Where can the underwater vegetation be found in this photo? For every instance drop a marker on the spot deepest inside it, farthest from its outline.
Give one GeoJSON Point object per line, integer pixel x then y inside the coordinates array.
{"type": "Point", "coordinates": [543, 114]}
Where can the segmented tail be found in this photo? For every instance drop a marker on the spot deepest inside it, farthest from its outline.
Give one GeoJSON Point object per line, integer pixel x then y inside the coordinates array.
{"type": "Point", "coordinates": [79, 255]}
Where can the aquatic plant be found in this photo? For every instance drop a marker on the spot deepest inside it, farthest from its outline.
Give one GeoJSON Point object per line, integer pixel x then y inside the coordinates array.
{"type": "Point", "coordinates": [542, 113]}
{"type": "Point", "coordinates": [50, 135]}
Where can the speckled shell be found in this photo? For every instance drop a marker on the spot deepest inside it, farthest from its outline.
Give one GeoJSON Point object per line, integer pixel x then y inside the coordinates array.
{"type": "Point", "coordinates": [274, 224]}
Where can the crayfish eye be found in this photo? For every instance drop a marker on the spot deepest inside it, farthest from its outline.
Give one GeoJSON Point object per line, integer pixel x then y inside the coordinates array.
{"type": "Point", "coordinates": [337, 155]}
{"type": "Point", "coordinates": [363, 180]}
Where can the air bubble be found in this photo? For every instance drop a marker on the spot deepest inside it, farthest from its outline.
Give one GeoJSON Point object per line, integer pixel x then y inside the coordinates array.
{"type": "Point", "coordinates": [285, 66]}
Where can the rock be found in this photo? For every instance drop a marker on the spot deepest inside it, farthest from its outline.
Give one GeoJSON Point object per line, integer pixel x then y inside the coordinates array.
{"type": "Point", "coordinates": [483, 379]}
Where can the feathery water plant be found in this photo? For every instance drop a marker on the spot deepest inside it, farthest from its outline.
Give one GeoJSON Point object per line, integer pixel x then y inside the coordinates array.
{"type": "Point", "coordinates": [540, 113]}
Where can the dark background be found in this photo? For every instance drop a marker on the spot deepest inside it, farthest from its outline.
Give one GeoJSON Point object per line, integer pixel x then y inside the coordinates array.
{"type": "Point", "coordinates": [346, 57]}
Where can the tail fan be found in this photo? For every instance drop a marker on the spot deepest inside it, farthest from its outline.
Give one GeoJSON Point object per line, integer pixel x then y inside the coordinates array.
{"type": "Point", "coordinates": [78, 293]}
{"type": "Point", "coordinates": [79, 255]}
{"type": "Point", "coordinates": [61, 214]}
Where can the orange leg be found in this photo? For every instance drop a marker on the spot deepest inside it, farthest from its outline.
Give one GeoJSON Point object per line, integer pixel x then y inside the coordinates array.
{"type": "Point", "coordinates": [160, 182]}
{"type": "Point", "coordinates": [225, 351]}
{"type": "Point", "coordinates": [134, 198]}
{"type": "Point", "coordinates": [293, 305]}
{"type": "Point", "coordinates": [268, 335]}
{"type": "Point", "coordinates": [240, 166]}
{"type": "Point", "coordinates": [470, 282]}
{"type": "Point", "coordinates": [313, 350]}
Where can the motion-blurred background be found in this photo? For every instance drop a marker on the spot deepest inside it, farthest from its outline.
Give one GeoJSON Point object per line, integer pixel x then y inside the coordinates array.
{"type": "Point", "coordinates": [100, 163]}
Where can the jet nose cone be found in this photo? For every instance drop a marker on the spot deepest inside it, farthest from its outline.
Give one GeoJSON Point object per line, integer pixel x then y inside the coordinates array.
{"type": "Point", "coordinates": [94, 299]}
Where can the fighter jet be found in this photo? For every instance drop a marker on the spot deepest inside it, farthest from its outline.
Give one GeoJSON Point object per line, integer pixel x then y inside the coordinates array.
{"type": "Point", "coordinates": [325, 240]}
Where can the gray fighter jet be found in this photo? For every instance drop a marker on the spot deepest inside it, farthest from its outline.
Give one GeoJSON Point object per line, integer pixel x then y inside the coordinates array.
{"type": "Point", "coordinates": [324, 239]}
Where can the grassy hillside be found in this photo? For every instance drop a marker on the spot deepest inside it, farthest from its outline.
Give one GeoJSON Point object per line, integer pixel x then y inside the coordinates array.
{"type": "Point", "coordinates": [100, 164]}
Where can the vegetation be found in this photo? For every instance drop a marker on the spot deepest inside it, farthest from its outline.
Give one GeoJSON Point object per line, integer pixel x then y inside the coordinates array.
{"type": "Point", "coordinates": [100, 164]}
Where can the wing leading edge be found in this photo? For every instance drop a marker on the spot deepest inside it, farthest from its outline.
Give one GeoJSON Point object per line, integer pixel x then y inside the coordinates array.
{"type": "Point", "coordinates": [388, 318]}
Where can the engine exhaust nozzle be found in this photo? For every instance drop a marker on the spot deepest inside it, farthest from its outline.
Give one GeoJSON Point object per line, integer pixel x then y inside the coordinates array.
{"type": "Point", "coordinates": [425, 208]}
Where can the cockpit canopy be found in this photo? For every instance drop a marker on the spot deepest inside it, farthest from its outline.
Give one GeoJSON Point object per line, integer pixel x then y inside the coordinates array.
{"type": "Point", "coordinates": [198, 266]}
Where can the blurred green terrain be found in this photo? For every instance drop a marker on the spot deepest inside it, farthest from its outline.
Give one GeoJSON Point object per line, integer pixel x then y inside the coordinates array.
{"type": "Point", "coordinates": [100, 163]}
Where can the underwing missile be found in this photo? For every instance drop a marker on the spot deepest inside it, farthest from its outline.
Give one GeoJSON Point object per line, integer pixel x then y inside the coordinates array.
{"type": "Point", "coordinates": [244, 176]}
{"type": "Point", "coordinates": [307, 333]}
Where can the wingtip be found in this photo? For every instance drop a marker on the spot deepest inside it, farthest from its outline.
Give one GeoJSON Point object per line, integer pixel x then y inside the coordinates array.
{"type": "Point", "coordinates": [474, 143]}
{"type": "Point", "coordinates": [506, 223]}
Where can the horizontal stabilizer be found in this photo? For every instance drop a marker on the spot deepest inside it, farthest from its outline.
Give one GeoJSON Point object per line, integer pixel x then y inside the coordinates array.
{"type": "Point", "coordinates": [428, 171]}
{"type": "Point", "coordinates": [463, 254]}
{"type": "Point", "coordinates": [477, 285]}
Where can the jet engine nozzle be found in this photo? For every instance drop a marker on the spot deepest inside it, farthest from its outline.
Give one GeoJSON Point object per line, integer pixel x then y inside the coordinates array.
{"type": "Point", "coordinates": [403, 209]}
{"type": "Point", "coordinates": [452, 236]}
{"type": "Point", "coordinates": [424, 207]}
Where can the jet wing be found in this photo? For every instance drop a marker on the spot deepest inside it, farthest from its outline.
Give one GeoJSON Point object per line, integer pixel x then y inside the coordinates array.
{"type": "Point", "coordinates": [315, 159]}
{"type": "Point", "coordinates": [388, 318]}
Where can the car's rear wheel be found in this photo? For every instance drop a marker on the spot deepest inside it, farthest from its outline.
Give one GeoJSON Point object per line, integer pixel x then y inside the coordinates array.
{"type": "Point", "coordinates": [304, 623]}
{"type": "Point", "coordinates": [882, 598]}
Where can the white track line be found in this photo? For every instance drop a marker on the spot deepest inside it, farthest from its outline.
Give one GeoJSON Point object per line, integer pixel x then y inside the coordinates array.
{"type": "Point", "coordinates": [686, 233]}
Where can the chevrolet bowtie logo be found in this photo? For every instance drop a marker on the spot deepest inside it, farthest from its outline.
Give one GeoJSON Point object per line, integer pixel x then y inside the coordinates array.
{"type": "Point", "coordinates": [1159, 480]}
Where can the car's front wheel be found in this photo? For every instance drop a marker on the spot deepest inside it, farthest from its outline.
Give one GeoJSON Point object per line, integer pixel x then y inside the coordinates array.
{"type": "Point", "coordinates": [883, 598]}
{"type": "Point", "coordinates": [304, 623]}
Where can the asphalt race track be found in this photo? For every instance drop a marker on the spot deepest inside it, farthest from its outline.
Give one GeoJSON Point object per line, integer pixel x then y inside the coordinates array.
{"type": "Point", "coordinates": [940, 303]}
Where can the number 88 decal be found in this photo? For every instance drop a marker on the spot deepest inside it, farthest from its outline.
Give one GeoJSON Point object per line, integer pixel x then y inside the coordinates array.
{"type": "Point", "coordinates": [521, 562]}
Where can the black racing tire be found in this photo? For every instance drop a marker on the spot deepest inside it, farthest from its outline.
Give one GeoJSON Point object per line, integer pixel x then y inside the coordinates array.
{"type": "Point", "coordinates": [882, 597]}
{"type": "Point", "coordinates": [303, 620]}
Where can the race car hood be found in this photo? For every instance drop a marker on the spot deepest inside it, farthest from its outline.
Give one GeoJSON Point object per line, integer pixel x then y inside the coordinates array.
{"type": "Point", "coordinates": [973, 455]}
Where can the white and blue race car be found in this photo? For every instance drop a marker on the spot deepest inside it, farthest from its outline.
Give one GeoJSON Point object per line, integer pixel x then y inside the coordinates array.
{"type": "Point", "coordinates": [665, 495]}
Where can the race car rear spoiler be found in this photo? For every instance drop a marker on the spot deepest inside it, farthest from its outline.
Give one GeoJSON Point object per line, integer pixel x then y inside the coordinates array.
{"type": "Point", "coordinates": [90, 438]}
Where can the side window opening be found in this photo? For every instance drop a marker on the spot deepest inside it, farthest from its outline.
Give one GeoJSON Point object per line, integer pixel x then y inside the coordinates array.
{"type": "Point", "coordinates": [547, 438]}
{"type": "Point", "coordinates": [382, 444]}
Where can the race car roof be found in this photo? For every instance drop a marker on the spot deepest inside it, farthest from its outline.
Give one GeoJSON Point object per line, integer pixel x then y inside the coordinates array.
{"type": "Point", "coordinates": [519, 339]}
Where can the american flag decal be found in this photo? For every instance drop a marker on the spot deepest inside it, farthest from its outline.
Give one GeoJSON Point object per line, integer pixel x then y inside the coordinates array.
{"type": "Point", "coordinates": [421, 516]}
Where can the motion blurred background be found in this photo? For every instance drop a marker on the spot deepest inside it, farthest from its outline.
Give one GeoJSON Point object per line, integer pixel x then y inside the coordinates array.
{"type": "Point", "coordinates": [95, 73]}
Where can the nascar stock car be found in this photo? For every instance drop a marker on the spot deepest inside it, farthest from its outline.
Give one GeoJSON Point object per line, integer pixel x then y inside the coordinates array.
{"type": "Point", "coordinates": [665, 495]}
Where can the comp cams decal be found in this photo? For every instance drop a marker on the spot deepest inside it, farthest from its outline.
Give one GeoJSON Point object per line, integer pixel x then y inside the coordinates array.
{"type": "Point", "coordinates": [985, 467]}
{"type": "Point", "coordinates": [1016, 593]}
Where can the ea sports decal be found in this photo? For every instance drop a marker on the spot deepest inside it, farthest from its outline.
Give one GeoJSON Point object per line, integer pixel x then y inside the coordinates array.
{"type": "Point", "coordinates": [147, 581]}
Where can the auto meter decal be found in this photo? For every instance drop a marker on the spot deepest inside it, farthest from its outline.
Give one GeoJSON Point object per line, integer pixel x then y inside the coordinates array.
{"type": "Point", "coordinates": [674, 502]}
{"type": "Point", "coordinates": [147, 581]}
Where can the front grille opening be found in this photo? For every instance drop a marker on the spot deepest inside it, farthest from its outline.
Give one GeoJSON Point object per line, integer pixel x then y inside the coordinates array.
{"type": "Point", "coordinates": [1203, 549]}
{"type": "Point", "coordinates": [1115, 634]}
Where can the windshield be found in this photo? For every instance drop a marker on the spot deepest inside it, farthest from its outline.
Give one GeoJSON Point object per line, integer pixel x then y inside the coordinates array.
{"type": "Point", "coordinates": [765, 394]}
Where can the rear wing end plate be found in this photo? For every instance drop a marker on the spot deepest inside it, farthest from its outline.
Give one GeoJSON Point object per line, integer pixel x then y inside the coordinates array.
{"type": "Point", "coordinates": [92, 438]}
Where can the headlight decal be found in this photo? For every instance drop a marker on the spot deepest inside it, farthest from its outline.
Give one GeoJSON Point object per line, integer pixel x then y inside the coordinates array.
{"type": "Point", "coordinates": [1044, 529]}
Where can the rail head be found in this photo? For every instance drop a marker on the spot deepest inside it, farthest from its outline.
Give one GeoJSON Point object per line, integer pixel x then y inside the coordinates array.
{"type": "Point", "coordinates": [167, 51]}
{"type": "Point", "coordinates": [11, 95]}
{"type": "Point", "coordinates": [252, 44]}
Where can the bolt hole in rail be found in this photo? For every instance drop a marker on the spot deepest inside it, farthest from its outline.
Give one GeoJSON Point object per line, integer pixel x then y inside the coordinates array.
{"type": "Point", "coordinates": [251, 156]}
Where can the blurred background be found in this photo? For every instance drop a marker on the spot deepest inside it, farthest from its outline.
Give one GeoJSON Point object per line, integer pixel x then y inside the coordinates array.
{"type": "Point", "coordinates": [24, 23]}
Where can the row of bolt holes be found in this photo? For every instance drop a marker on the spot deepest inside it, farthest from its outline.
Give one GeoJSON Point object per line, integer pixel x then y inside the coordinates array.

******************************

The request: Return the lines above, from the one containing "Where can the headlight" to the end, exactly as they stand.

Reply to the task:
Where can the headlight decal be found in this photo? For every instance drop a marker on the spot deepest inside it, farthest from its outline.
Give one GeoJSON Point object per line, integer pixel x then y inside the coordinates array.
{"type": "Point", "coordinates": [1044, 529]}
Where can the rail head be found in this photo? For every instance drop a marker on the spot deepest inside it, farthest from its outline.
Give one GeoJSON Point object per line, integer pixel x then y inside the coordinates array.
{"type": "Point", "coordinates": [167, 51]}
{"type": "Point", "coordinates": [11, 95]}
{"type": "Point", "coordinates": [252, 44]}
Where can the bolt hole in rail be found in this photo? For every instance drop a marker on the spot deepest inside it, farthest from its outline.
Give one GeoJSON Point object per line, integer pixel x then y inside the coordinates array.
{"type": "Point", "coordinates": [251, 156]}
Where can the blurred background be found in this photo? For every instance drop a marker on the spot deepest inside it, farthest from its outline.
Give one GeoJSON Point object per line, integer pixel x then y inside the coordinates array.
{"type": "Point", "coordinates": [24, 23]}
Where can the row of bolt holes be found in this photo? For every instance drop a marker on the spot deepest inside it, farthest from its outline.
Give one GeoJSON Point object per line, integer pixel x then y inside the coordinates array.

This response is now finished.